__What you need to do__. Among the lines of the data below, count those that hold the word "positive". Answer with the number alone.

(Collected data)
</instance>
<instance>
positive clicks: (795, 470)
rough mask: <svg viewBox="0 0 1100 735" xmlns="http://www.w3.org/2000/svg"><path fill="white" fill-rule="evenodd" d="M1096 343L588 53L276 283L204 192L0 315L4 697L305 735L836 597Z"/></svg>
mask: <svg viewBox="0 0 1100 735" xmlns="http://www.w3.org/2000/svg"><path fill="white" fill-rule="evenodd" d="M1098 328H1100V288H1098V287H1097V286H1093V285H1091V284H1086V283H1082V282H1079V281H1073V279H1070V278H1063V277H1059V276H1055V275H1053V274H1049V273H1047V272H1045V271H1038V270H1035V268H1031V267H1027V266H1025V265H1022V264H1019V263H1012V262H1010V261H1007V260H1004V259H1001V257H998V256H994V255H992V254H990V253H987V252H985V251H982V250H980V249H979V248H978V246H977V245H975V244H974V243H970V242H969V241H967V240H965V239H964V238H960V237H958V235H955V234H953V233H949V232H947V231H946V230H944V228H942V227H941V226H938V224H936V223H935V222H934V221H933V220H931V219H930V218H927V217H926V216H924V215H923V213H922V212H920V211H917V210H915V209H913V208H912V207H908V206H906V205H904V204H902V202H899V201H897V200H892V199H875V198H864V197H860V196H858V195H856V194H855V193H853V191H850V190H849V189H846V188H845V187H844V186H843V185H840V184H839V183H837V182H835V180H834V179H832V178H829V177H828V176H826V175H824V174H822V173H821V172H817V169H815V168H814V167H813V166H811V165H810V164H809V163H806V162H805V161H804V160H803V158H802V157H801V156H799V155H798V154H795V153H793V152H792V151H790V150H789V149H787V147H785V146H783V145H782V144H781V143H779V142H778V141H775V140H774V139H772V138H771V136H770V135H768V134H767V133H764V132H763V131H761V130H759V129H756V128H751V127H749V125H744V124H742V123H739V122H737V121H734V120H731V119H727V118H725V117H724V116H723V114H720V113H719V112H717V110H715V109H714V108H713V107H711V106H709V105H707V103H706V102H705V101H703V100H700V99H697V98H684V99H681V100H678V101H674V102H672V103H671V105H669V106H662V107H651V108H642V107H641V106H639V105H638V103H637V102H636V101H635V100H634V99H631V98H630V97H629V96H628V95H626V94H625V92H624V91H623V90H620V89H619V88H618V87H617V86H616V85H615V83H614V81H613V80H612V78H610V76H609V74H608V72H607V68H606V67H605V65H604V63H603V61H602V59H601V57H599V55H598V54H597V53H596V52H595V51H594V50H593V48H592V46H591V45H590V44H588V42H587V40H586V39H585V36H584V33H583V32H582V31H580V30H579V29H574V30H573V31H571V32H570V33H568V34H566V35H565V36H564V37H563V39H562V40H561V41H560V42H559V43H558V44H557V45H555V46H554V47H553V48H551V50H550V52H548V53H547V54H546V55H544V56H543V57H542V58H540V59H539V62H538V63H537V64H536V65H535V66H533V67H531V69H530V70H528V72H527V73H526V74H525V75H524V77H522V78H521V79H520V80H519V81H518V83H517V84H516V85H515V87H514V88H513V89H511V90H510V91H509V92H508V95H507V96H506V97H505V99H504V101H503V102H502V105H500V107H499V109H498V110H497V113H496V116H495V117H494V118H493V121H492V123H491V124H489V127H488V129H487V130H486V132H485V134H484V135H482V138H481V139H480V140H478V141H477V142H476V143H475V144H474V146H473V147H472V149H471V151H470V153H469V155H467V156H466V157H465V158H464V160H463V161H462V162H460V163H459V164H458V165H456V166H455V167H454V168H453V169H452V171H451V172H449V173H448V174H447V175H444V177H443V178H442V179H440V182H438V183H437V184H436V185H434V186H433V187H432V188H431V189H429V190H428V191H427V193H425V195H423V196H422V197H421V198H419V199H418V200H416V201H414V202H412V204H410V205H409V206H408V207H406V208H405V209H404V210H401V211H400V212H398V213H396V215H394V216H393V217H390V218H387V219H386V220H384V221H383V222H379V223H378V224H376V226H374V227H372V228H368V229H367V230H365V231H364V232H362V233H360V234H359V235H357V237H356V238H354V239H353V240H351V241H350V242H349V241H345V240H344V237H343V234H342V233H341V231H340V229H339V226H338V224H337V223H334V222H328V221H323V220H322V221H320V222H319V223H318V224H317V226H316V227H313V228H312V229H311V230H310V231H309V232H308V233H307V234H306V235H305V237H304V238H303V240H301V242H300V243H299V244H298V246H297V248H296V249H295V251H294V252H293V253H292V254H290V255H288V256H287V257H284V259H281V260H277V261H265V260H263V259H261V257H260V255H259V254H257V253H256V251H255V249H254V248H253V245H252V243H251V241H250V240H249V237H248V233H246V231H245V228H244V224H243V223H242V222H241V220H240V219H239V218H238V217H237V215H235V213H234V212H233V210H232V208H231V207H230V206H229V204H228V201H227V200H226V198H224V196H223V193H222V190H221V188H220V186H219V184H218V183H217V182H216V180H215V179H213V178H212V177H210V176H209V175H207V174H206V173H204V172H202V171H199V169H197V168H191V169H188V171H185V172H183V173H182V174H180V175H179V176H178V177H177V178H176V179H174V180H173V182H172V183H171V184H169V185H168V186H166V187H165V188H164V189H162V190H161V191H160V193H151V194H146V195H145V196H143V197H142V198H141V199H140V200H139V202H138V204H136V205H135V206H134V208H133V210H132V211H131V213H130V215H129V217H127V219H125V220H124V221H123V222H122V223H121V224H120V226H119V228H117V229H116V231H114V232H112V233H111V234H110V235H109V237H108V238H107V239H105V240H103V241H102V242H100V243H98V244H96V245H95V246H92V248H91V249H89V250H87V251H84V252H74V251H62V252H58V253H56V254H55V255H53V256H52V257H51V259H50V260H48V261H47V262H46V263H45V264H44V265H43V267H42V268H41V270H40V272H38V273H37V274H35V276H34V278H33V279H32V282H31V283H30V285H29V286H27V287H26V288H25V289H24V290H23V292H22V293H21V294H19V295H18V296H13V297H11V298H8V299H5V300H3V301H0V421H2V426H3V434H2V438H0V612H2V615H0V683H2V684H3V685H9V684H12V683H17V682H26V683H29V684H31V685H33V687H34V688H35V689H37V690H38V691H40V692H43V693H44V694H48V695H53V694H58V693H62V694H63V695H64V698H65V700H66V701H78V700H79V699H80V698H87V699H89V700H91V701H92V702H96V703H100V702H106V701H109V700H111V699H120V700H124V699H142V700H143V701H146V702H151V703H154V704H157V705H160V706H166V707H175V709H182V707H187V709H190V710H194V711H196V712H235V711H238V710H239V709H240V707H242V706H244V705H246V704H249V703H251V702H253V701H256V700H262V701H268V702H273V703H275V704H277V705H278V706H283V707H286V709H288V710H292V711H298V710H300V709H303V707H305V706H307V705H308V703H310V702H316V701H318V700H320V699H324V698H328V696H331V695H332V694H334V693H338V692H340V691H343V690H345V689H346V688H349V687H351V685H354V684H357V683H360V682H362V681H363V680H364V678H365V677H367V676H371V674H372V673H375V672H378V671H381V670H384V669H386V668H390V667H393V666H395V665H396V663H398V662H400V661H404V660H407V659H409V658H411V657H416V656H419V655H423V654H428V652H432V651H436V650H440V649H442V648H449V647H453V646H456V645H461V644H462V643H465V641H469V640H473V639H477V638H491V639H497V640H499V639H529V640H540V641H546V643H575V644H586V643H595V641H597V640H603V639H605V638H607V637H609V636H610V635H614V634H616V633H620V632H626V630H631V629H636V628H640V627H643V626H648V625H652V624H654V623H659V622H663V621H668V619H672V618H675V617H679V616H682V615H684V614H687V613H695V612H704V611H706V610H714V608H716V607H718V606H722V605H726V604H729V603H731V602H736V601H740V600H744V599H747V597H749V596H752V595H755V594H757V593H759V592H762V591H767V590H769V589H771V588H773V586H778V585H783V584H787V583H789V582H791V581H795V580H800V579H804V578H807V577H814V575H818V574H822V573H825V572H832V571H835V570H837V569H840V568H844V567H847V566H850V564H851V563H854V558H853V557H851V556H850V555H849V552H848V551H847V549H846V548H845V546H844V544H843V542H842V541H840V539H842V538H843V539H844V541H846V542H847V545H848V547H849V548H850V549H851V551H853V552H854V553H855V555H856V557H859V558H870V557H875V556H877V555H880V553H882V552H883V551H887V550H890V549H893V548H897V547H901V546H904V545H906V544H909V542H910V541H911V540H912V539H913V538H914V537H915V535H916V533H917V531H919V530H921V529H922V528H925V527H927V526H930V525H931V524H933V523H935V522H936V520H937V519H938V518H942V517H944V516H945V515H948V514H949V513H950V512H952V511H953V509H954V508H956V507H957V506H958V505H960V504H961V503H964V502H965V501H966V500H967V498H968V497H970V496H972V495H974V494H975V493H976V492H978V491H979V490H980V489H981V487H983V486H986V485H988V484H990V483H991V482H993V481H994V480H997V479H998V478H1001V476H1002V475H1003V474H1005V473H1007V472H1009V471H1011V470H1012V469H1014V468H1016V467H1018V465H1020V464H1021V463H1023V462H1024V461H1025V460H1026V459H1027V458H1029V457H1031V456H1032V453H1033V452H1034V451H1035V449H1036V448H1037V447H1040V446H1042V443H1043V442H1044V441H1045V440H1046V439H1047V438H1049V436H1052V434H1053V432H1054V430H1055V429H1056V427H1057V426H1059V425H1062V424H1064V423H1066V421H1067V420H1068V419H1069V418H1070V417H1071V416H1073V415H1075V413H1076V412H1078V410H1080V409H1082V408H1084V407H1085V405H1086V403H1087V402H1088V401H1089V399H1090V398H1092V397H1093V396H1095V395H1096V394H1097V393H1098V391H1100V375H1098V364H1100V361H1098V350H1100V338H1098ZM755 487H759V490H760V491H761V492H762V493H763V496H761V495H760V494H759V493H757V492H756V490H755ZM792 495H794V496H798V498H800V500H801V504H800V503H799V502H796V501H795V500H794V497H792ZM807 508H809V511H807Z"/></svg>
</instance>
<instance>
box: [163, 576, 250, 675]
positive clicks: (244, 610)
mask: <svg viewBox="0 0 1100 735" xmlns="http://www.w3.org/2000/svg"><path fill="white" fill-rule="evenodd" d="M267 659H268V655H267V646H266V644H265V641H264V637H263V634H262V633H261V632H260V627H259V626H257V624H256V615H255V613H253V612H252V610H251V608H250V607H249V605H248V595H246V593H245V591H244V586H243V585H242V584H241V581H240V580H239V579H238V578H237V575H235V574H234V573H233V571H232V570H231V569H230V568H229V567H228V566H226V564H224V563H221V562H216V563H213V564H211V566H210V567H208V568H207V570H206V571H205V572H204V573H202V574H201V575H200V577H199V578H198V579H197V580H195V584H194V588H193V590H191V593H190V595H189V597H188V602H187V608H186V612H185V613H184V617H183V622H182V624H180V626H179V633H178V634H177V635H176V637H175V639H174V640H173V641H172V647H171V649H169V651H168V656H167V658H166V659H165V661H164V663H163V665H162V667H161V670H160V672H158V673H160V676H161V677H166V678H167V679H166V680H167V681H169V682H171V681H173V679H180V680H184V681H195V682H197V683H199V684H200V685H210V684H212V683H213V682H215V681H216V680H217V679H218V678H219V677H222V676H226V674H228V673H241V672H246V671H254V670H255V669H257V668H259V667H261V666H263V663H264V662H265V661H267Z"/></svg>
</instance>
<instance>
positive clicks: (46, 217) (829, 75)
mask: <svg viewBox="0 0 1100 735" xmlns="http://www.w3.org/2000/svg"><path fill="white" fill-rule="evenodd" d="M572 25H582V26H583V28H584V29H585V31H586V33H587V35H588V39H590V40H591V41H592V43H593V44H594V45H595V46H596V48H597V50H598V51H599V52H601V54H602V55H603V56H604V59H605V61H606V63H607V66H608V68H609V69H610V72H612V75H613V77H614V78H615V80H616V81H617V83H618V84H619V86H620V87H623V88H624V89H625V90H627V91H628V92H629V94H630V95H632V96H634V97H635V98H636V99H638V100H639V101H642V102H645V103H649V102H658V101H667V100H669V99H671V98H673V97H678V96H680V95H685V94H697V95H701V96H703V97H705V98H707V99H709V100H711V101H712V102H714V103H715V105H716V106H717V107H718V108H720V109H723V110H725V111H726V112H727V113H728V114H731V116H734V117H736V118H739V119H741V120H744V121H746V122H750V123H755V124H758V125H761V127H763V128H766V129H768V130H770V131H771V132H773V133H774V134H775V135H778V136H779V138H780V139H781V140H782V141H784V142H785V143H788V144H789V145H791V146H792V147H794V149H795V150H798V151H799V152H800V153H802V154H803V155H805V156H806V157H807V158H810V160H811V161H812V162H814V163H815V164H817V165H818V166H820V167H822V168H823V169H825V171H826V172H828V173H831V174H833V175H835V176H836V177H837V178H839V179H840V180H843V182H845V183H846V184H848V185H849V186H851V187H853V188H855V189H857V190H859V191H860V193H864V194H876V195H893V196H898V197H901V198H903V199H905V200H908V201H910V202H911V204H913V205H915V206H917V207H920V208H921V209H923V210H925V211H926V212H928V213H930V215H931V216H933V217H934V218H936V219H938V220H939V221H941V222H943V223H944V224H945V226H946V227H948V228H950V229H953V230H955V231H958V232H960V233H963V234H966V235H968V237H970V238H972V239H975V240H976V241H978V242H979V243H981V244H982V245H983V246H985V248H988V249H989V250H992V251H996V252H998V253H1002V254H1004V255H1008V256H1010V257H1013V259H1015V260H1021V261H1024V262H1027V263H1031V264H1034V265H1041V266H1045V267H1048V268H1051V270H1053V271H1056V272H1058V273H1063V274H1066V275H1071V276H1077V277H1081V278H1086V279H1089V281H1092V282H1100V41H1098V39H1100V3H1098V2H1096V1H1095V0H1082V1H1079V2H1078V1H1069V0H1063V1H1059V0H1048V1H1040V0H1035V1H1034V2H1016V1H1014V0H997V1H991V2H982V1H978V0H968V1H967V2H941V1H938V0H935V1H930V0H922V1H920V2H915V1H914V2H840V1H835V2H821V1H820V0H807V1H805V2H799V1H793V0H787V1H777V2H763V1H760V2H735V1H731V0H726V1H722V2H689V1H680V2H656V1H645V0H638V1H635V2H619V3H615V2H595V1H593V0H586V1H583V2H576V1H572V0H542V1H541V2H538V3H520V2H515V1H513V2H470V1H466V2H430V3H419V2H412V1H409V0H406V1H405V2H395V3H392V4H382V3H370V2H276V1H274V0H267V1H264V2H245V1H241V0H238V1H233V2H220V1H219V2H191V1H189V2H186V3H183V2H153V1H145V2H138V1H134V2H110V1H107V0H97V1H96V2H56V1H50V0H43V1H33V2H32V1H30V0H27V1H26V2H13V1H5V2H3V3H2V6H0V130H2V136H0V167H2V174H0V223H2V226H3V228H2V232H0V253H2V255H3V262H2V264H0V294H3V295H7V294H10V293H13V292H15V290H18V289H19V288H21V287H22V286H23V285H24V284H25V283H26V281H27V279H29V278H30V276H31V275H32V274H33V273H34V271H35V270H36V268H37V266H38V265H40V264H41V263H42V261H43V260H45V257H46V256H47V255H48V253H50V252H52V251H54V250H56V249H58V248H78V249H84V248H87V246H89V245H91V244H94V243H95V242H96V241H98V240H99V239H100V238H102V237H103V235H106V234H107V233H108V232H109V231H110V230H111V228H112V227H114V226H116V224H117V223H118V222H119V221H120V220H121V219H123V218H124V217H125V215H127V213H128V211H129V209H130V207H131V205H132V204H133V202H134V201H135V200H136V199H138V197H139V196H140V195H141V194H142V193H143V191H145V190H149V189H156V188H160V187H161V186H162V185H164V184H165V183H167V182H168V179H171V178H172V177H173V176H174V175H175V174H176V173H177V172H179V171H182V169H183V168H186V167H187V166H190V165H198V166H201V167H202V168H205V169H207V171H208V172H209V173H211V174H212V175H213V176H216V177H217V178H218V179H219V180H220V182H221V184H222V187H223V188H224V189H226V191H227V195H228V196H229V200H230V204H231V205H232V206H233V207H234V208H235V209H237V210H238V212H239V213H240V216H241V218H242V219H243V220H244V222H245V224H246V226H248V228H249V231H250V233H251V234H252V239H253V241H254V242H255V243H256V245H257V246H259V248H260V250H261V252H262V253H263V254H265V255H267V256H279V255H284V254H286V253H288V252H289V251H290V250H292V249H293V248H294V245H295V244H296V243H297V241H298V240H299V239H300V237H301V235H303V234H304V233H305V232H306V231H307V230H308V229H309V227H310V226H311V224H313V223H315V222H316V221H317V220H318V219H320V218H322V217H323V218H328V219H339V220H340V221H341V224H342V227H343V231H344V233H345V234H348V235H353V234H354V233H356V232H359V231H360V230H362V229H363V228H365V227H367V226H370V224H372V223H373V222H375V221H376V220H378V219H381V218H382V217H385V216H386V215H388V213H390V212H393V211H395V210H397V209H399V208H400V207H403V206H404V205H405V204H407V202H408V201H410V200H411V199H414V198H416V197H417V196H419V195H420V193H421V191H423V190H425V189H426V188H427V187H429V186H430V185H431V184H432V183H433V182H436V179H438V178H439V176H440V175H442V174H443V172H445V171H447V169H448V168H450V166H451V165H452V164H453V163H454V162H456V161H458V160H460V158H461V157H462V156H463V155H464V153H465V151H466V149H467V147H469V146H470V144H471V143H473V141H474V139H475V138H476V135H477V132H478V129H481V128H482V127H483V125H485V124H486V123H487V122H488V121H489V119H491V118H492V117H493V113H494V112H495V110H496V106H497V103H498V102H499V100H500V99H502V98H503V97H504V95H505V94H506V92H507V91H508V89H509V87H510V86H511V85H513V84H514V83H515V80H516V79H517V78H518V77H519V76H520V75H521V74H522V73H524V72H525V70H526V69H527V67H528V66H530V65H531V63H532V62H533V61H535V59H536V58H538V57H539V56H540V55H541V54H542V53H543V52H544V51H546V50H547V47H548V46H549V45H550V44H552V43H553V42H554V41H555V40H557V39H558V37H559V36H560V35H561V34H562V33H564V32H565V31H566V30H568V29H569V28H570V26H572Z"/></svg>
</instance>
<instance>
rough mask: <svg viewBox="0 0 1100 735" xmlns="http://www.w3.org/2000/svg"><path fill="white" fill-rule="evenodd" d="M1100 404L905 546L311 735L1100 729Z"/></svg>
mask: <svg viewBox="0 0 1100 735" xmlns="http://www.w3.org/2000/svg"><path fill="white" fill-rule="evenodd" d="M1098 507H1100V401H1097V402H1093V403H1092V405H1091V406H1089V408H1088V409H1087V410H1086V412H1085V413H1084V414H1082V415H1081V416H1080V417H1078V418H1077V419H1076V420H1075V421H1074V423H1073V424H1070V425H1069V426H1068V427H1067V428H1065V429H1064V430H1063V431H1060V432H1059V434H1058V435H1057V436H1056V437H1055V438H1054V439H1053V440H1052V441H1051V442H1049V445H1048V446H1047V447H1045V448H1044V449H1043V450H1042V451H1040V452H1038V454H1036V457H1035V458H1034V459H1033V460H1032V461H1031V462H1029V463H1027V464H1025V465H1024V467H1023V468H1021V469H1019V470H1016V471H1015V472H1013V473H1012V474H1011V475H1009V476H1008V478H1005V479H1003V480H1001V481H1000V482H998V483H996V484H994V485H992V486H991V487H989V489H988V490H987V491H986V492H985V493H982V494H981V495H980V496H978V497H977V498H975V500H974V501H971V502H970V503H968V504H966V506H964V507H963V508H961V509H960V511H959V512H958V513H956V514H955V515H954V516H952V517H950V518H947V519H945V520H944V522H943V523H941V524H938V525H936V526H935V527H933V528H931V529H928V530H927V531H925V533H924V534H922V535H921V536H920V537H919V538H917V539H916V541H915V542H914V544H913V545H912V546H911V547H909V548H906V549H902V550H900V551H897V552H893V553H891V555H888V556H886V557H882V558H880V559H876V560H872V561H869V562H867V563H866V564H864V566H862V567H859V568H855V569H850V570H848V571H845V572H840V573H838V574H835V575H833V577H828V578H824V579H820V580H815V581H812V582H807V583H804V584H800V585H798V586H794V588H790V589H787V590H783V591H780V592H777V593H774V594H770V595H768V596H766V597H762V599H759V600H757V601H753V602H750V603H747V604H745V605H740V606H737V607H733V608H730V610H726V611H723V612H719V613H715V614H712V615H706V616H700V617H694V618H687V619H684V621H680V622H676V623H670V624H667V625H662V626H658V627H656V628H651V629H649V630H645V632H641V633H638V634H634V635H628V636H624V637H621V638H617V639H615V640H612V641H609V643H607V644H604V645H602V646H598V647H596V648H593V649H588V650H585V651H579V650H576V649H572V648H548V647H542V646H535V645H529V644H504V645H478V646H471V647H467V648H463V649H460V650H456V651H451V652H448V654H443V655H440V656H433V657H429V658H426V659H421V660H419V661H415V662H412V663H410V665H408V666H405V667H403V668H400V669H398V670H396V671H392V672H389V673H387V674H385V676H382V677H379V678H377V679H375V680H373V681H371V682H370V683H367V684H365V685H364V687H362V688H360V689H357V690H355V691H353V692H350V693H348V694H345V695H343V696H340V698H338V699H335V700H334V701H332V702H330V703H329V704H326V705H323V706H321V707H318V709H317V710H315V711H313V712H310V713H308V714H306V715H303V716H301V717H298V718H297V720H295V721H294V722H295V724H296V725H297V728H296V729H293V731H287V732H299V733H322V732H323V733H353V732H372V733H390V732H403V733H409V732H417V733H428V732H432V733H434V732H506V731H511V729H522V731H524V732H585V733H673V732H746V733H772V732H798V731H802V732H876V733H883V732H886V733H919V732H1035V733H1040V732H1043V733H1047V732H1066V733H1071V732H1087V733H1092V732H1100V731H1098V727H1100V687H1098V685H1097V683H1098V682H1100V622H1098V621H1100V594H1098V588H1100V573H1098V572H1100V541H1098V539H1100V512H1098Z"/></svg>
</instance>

__Solution for this exercise__. 3